### TEXTO APRESENTADO

Segundo dados divulgados pelo INE relativos a 2017, 96.2% das empresas em Portugal eram microempresas, que se caracterizam por terem cumulativamente menos de 10 trabalhadores ao serviço, menos de dois milhões de euros de volume de negócios anual e menos de dois milhões de euros de balanço total.

Porquê este tema para o meu artigo de opinião? Porque espelha a realidade de uma larga percentagem da população ativa do país, mas de quem se fala pouco e dá pouca importância. Por detrás das microempresas estão pessoas e famílias que se debatem todos os dias com dificuldades para manter o seu negócio e os poucos postos de trabalho que geram. Porém, é-lhes exigido um esforço exagerado de cumprimento de todas as obrigações fiscais, tornando-se muitas vezes, um exercício permanente de quase sobrevivência. Sem contar com outros problemas que estas empresas enfrentam, como sejam as dívidas a receber de clientes, a concorrência apertada, a economia paralela, o retorno de investimentos, etc.

######
### EXTRATO DE DADOS

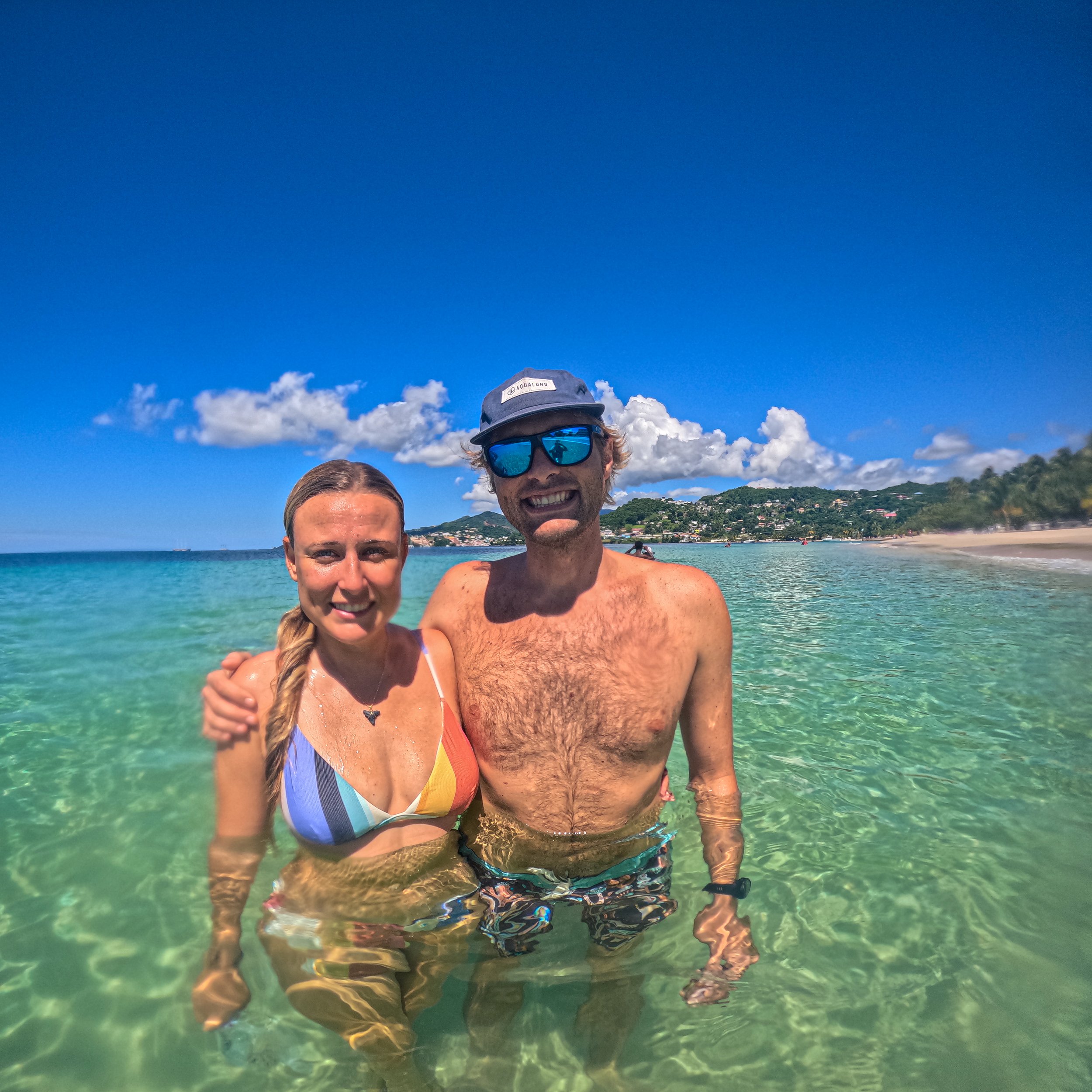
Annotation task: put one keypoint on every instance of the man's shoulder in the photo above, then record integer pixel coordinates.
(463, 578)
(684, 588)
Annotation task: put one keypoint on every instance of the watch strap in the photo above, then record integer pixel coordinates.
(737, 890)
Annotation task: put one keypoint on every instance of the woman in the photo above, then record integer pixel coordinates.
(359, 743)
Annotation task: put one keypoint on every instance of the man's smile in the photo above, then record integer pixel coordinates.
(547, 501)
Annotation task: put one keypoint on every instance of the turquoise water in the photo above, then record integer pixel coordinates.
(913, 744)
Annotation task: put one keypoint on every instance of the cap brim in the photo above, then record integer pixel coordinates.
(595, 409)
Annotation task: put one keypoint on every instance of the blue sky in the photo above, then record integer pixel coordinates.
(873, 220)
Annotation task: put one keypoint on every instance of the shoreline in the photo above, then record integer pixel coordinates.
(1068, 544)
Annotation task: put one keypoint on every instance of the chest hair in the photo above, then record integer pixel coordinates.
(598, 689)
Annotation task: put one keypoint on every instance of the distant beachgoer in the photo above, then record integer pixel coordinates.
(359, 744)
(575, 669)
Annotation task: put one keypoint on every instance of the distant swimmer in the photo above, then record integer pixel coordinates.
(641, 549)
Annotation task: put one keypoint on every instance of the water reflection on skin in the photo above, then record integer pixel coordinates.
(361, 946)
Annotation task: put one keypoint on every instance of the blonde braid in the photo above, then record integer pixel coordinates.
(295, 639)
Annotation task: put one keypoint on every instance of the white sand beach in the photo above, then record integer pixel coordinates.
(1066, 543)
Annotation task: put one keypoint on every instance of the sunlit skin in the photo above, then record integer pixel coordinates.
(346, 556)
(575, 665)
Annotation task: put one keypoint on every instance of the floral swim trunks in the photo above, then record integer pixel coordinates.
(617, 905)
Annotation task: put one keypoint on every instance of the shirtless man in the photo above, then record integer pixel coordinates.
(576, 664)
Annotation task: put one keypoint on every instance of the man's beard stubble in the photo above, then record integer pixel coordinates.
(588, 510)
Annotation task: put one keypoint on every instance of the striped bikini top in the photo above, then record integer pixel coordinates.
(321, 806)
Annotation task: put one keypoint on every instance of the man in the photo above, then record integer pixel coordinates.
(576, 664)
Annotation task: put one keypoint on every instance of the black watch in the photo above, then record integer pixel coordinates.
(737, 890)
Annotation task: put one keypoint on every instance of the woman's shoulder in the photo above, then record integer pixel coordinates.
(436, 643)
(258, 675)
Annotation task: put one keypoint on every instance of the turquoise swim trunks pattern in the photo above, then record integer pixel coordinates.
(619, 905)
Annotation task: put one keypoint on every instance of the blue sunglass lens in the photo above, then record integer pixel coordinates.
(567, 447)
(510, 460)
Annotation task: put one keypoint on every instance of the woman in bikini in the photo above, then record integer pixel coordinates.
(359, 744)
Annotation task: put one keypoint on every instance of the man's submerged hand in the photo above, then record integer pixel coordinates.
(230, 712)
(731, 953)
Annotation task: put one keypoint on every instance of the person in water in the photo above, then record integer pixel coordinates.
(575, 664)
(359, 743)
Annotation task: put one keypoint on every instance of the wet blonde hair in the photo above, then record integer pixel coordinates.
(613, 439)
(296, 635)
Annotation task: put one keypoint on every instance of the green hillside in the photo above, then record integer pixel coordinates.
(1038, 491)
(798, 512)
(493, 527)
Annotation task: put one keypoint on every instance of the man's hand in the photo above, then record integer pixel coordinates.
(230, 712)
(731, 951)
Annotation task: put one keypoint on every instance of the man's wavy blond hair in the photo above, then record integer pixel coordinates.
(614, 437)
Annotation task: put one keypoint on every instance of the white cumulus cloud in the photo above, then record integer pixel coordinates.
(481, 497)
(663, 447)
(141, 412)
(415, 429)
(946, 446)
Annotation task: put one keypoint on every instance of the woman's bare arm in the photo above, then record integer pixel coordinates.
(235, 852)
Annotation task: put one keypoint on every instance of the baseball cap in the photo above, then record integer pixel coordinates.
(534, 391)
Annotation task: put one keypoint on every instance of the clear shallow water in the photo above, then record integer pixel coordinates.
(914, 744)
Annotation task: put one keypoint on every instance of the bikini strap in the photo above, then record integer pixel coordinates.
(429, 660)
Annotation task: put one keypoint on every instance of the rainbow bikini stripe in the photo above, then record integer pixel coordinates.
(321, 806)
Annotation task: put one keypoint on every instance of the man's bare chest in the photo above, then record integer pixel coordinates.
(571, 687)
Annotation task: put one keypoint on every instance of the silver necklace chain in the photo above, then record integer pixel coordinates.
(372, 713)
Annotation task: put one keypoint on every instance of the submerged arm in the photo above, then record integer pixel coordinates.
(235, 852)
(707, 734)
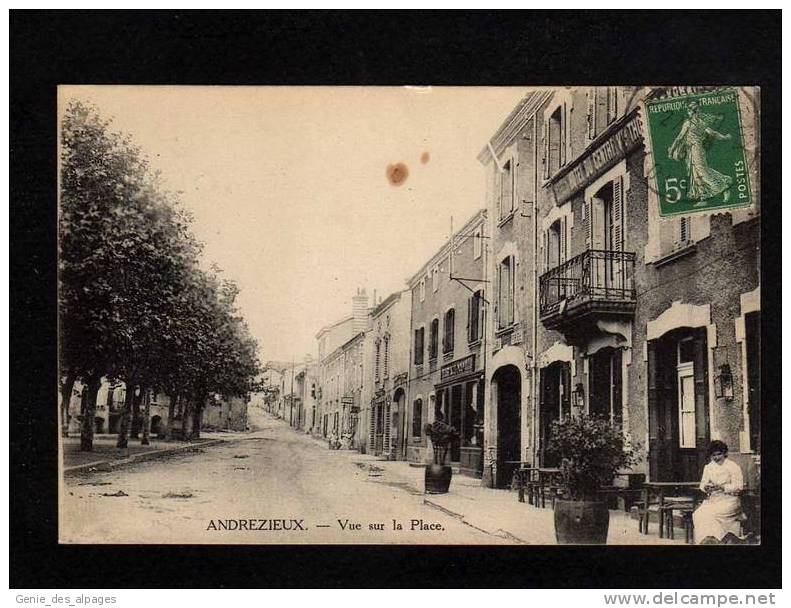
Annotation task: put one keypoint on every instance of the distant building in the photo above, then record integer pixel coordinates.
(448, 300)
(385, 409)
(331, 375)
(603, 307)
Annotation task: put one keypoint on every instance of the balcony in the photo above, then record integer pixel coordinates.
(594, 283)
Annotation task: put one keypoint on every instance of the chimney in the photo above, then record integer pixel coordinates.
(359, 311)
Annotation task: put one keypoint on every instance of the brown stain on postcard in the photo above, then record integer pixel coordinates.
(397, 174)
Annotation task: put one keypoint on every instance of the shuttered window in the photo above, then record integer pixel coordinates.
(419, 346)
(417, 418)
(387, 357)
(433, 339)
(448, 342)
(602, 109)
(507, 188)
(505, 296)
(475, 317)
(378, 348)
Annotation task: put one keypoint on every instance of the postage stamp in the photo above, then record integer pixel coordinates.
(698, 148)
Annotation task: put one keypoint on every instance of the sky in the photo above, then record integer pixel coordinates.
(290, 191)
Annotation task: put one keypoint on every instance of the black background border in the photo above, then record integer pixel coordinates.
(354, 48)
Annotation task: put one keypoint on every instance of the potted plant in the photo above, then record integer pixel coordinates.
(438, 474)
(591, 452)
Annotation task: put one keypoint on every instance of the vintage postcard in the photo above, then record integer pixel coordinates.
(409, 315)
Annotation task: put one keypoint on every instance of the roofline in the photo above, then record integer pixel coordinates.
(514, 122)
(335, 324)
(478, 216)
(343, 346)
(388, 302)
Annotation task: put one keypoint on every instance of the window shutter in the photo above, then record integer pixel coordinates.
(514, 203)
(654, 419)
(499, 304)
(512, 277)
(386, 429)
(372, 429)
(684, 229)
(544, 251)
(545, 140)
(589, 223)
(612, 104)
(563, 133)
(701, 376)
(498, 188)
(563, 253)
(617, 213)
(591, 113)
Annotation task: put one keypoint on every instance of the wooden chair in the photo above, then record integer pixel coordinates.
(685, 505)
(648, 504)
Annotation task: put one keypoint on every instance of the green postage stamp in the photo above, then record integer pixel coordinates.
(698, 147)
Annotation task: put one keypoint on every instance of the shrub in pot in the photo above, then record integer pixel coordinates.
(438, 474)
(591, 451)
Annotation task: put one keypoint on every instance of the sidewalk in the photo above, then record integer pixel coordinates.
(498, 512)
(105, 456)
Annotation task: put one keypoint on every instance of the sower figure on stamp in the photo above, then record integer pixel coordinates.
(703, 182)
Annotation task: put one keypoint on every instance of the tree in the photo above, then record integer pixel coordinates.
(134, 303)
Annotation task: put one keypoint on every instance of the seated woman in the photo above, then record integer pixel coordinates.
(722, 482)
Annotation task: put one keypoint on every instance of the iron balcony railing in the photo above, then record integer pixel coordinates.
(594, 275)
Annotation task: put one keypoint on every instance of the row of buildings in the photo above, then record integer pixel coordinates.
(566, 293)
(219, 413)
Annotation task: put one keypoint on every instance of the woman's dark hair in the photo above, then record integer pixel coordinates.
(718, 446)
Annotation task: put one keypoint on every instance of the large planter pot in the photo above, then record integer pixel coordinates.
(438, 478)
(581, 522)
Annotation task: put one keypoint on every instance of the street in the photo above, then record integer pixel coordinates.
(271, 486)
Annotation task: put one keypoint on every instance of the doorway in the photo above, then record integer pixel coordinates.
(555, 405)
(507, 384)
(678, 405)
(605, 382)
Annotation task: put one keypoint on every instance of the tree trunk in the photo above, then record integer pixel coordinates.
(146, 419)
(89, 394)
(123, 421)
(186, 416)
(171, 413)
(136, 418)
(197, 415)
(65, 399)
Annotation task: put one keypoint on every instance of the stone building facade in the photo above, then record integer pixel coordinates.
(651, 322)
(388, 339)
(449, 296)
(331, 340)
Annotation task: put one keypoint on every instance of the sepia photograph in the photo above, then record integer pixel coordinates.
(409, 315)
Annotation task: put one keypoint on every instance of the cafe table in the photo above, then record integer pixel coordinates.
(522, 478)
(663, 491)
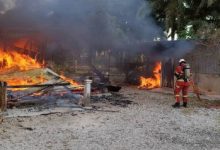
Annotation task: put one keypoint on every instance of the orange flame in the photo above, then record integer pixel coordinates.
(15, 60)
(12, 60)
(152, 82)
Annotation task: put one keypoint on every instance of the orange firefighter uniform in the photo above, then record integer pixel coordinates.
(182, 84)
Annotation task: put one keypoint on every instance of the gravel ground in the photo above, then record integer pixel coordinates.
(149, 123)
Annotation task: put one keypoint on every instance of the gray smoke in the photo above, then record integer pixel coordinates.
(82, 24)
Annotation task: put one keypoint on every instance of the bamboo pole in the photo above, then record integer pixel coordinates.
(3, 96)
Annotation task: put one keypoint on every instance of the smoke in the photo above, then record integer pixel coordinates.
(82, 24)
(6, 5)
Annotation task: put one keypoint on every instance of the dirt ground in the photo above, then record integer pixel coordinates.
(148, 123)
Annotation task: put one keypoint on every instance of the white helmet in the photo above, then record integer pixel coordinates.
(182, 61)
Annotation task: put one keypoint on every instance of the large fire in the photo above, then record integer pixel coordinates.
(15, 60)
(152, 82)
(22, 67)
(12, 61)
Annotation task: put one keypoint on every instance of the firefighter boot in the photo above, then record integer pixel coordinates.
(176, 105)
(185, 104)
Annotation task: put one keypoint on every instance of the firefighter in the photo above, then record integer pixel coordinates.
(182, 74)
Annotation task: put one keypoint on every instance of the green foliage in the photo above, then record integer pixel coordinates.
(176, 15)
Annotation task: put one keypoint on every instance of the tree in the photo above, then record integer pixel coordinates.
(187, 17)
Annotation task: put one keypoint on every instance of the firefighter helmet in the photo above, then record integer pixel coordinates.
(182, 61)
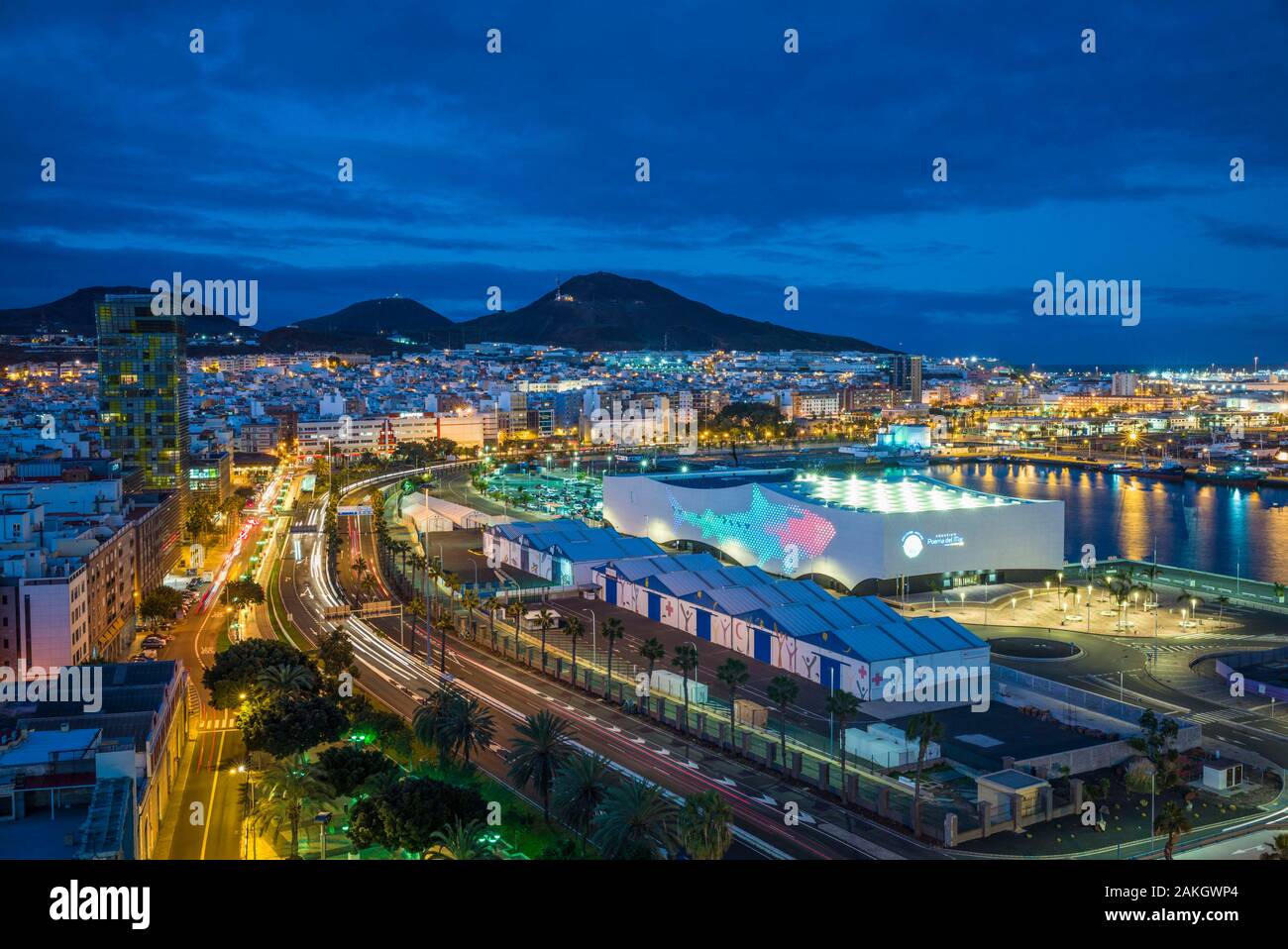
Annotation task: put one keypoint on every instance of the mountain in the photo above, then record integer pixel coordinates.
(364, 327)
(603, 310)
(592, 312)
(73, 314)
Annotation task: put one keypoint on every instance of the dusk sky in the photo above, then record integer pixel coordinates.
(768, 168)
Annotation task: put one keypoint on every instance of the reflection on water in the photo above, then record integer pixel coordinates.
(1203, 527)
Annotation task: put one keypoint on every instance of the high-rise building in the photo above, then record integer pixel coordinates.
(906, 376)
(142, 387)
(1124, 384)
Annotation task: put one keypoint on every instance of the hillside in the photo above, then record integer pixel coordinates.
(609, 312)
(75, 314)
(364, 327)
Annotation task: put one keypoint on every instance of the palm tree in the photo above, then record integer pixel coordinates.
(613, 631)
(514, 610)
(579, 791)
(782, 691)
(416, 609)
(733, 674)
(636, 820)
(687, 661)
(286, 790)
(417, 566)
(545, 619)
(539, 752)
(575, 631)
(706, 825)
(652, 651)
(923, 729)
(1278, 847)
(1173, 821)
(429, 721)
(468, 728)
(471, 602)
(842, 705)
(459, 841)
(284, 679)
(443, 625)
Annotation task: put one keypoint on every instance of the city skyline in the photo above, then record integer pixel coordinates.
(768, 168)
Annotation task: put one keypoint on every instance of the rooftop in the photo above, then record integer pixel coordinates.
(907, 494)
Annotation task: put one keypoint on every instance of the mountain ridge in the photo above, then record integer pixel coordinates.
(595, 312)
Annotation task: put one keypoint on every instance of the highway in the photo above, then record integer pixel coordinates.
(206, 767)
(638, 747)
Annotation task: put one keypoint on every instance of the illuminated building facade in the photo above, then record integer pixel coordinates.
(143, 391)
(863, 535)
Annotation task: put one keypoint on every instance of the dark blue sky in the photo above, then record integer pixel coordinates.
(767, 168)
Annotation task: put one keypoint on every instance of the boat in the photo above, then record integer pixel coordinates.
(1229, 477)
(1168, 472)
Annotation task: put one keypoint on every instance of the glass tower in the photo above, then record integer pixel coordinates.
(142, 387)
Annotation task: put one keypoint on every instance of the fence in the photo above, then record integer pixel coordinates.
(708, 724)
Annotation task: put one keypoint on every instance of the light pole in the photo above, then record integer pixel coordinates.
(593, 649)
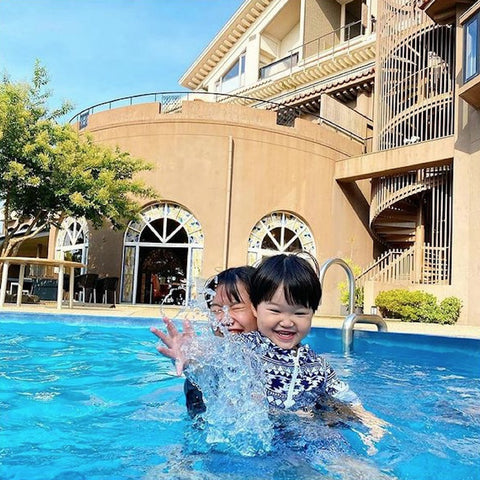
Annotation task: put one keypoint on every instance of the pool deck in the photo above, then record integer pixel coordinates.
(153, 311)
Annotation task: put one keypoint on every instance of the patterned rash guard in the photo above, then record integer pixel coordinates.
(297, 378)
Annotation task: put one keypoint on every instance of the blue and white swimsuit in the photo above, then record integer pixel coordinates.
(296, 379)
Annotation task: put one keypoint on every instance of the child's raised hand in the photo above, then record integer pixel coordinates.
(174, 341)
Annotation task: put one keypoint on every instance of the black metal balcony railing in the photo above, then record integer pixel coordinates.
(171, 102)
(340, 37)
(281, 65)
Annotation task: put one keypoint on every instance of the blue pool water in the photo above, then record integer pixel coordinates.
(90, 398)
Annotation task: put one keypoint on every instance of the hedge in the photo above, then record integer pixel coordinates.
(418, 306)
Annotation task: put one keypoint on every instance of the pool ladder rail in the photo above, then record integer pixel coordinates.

######

- [TAREFA A REALIZAR]
Prossiga o texto sobre as microempresas em Portugal a partir do ponto em que termina. A listagem provém de uma fonte diferente da do texto.

- [RESPOSTA AO EXERCÍCIO]
Além da carga fiscal ser alta, as empresas portuguesas enfrentam constantes alterações da legislação fiscal e laboral, o que não contribui para a estabilidade e confiança do investidor. A essas alterações no sistema fiscal, acresce uma quantidade inexorável de obrigações declarativas, em muitos casos a relatar a mesma informação nas diferentes instituições do Estado (AT, Segurança social e INE), e com enquadramento sancionatório muito forte, que acabam por criar muitos custos de contexto à atividade operacional das empresas.

Por isso, como leiga absoluta na matéria e observadora atenta da realidade social da minha população, olho com grande preocupação para este setor, que ocupa largos milhares de pessoas. Defendo que devem ser dadas condições e estabilidade a estas microempresas, garantindo a sua sustentabilidade e assim, evitando situações de incumprimentos ou falência, que colocam as pessoas em risco social. Não será melhor para o próprio país que as empresas continuem saudáveis, gerando riqueza, do que o Estado ter de intervir com prestações sociais e apoios?

Para percebermos da carga fiscal sobre as empresas, sem entrar em grandes detalhes técnicos, quer fiscais, quer contabilísticos, dou um exemplo muito sumário de uma microempresa sediada no Funchal, que se dedica à compra e venda de material de bricolage. Pressupostos: 2 sócios trabalhadores com salário ilíquido mensal de 1000,00 euros, 2 empregados com salário ilíquido mensal de 650 euros; renda mensal ilíquida de 1500,00 euros; outros 1200,00 euros relativos a gastos mensais com seguros, comunicação, contabilidade, eletricidade, combustíveis, etc...; margem bruta de vendas 60%; volume de negócios de 400 000,00 euros/ano; todas as compras são vendidas e a empresa apresenta as condições necessárias para a distribuição de dividendos.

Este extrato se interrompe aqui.